Task goal
Count the lines in the records below that contain the word "photo", and reply with that number alone.

[Region annotation entries]
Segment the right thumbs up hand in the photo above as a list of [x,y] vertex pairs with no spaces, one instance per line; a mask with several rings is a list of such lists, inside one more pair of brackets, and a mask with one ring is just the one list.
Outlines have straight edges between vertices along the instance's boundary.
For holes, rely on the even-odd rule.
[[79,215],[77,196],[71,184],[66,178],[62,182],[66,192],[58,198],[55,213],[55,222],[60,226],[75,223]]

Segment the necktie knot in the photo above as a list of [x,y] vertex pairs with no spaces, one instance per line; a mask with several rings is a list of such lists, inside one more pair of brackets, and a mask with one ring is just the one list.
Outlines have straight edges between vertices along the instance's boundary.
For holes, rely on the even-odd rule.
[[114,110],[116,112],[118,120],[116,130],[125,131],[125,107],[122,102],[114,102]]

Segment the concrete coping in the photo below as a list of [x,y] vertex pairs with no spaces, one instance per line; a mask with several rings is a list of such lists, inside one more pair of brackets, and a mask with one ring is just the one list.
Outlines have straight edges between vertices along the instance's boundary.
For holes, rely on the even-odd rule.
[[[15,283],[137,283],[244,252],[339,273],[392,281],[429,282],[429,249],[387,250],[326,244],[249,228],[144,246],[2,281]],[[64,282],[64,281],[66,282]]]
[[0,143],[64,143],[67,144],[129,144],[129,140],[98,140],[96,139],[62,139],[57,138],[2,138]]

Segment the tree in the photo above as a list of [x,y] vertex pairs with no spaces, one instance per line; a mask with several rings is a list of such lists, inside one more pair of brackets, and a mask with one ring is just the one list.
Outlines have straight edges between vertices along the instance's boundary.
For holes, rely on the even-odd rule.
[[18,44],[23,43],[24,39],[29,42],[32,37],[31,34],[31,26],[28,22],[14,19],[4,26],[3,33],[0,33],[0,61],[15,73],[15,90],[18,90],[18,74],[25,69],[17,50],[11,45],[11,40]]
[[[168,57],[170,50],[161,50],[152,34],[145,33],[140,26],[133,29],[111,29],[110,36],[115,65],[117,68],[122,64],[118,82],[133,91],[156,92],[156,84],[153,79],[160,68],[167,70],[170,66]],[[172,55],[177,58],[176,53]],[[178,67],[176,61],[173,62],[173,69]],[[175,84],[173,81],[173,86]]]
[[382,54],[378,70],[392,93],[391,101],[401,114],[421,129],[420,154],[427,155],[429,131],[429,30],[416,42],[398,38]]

Response
4